Please pick out each line below that contains the word "positive" and copy those lines without changes.

(INPUT MATERIAL)

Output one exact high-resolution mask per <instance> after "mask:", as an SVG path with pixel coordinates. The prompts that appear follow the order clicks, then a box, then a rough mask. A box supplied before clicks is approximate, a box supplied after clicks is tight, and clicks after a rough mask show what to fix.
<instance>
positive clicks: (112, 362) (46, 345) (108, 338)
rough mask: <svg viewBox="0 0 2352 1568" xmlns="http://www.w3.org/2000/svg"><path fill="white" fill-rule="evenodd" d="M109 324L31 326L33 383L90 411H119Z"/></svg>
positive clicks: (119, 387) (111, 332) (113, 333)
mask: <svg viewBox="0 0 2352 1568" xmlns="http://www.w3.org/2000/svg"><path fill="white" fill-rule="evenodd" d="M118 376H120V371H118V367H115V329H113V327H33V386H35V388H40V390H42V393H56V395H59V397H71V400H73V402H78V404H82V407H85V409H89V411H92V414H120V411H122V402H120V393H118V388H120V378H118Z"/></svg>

(End INPUT MATERIAL)

TASK ANSWER:
positive clicks: (112, 362) (46, 345) (108, 338)
positive clicks: (119, 387) (111, 332) (113, 333)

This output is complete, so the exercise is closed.